Passage —

** BEGIN **

By Ashia Lance
It’s true – in 2016, I went to vote at the same polling place where I’d voted for a decade and had received a postcard in the mail confirming I was registered. This time when I went to vote, I was told my name wasn’t on the voter rolls and was asked if I wanted a provisional ballot. Reluctantly, I voted with a provisional ballot because I knew a dirty little secret about us voting: provisional ballots do not have to be counted. Whether a provisional ballot is counted varies according to county practices, and some practices can be biased.
That startling experience made me wonder: Did my vote registration vanish because of Interstate Crosscheck, a racist voter suppression campaign, backed by the Koch brothers and Kris Kobach, that took almost 1.2 million voters of color off the rolls according to journalist Greg Palast, in 27 Republican-led states?
Or did my vote registration vanish due to the e-vote behemoth ES&S (Election Systems & Software) or the hacking of state voter databases by the Russians?

** END **

Set problem 1 —
Print the part of the voter registration essay from "That startling experience" up to and including "by the Russians?".
Set problem 2 —
In the voter registration essay, what was the writer offered after being told their name wasn't on the voter rolls?
Set problem 3 —
Go on with the voter registration essay from the point where it stops.
The records aren't needed for any of this.

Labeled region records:

** BEGIN **

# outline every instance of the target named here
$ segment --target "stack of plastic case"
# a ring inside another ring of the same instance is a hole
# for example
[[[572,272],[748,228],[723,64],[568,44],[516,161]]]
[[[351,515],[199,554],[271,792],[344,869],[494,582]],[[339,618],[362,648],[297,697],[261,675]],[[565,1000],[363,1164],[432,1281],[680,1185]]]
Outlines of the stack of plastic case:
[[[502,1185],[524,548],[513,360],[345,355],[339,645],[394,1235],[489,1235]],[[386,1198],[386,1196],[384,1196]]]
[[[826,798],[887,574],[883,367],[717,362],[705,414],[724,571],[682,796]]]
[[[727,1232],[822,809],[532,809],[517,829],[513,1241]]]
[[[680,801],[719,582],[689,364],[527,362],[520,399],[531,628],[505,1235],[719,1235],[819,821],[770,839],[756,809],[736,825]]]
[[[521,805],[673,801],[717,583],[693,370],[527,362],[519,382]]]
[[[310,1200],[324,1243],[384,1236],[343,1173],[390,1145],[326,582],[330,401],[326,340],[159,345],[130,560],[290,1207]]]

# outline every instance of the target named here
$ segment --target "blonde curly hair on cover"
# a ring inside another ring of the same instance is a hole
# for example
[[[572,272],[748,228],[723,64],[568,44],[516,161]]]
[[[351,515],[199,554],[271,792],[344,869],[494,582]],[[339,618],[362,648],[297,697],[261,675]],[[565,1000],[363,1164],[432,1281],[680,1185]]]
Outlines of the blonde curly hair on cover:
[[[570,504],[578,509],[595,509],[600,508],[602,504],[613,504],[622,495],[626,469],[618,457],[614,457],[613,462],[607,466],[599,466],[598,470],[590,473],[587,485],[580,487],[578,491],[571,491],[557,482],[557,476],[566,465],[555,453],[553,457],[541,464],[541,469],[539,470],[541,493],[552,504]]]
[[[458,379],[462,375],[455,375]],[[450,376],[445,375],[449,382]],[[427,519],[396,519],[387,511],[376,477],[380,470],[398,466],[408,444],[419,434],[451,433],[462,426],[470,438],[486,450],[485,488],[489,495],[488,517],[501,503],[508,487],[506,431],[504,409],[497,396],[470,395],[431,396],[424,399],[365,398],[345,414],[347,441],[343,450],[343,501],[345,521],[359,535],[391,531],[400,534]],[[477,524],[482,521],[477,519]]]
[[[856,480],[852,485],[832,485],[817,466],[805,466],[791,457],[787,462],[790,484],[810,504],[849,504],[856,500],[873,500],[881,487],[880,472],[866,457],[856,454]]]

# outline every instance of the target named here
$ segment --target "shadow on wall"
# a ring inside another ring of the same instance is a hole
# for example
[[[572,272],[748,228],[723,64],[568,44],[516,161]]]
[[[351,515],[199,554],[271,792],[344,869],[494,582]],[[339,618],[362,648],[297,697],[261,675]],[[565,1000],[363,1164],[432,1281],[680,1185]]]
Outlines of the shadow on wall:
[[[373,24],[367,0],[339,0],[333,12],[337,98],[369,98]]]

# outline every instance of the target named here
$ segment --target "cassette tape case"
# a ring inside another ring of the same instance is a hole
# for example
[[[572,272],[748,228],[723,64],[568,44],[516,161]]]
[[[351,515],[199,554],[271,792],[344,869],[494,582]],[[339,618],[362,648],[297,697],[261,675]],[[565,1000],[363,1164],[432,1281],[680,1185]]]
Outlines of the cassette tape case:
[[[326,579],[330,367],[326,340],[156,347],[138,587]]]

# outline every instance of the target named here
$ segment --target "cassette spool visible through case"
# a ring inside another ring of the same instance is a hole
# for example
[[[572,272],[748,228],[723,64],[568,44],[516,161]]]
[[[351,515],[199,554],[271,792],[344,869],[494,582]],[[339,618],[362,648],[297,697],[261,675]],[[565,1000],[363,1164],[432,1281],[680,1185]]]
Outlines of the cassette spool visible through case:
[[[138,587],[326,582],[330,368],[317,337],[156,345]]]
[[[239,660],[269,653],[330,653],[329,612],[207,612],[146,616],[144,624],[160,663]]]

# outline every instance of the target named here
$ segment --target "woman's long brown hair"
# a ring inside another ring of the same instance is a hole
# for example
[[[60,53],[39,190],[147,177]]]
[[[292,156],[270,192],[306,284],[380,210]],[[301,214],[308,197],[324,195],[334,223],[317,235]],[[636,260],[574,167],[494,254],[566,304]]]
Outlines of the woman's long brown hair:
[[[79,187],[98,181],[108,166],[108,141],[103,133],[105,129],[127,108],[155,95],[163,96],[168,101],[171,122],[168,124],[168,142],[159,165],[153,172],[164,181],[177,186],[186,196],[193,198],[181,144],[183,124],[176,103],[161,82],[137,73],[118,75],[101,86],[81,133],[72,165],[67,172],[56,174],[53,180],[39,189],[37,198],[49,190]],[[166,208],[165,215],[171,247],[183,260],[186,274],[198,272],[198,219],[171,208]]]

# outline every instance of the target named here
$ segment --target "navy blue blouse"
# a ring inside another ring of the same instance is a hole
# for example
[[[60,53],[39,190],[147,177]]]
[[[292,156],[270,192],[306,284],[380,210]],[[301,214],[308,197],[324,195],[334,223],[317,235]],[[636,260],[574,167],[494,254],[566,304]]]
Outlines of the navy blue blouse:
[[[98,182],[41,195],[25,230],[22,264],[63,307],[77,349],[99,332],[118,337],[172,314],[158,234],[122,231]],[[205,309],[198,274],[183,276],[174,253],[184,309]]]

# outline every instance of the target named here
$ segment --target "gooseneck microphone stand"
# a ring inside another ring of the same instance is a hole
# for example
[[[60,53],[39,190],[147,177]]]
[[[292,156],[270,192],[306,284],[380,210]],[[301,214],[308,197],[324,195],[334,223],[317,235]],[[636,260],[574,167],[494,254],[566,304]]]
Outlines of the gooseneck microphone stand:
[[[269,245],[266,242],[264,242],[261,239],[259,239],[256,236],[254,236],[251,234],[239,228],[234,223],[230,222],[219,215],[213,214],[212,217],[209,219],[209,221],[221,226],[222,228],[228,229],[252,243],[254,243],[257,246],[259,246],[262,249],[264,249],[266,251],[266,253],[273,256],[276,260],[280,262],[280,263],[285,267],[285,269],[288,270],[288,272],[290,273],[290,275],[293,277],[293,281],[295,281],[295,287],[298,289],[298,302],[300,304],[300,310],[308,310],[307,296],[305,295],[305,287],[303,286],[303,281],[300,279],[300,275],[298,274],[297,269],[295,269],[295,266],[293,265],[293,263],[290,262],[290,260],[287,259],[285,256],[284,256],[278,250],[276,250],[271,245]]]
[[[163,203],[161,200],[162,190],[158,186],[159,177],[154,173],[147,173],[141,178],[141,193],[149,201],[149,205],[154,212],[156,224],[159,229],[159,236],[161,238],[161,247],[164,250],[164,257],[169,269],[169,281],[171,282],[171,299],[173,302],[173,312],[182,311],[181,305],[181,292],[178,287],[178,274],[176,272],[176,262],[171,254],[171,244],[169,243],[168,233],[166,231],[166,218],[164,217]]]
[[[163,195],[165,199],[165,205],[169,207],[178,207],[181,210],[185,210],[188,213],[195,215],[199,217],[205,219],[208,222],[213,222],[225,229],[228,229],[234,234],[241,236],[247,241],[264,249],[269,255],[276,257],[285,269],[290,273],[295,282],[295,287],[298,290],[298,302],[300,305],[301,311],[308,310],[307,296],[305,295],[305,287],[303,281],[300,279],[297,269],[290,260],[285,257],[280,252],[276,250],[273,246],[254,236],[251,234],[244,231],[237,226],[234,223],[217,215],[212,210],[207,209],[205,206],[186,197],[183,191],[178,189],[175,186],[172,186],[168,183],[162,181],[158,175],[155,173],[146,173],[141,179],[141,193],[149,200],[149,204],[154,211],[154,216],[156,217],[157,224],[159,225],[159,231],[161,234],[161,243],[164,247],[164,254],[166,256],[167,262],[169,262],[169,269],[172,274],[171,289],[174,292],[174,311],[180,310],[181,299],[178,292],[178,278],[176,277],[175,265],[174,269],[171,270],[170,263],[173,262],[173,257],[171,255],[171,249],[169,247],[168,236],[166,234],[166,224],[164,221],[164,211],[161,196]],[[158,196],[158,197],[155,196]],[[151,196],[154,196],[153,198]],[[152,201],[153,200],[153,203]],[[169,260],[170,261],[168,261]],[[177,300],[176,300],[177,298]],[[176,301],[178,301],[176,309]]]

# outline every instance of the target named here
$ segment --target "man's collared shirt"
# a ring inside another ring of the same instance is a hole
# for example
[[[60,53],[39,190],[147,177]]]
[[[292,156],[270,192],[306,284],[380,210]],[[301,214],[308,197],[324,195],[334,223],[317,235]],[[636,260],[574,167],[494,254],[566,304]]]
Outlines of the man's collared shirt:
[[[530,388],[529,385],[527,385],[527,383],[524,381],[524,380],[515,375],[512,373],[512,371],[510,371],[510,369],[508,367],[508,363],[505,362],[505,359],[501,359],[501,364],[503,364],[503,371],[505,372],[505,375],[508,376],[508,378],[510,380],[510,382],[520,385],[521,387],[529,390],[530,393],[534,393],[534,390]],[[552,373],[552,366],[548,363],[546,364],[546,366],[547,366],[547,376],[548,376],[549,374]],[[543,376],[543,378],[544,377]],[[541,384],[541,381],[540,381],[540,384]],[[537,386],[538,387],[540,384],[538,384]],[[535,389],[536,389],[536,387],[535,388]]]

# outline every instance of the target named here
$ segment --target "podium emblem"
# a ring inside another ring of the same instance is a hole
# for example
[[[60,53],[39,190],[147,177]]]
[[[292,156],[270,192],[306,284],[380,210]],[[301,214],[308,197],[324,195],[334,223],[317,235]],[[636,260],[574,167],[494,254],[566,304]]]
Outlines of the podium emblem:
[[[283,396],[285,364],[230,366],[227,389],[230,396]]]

** END **

Reply 1 —
That startling experience made me wonder: Did my vote registration vanish because of Interstate Crosscheck, a racist voter suppression campaign, backed by the Koch brothers and Kris Kobach, that took almost 1.2 million voters of color off the rolls according to journalist Greg Palast, in 27 Republican-led states?
Or did my vote registration vanish due to the e-vote behemoth ES&S (Election Systems & Software) or the hacking of state voter databases by the Russians?

Reply 2 —
A provisional ballot.

Reply 3 —
I learned some startling voting details about other states. The Hill reported in December 2016 that North Carolina had ratings “so poor on the measures of legal framework and voter registration that it tracked closely with those in Iran and Venezuela. The state got a score of 7 out of 100 for the integrity of voting district boundaries.” According to the report, “North Carolina was the worst state for unfair districting in the United States and the worst ever analyzed in the world, according to Harvard University’s Election Integrity Project (EIP). These ratings mean that the state can no longer be considered a democracy.”
My frustration at having my own Voter Registration disappear from the rolls when I went to vote set me on a hunt for answers and resulted in my creating an animated short to share my discoveries. It was an interesting journey that led me to speak with Election Integrity Researcher Greg Palast’s office, hunt through Verified Voting’s online resources, and scour articles in the New York Times and the alternative press for bits of knowledge about our country’s secretive voting system.
I came away with the conclusion that our democracy is extremely troubled. Most people have no idea if their vote was counted as they cast it. Because there are no recounts of Electronically cast (Direct Record Equipment or DRE) votes, any election using DRE’s cannot physically conduct a recount: the winner in elections is decided by the vote machines. My process of vote sleuthing has led me to believe that Universal Mail-In Ballots might be the only way to save our troubled democracy. Why?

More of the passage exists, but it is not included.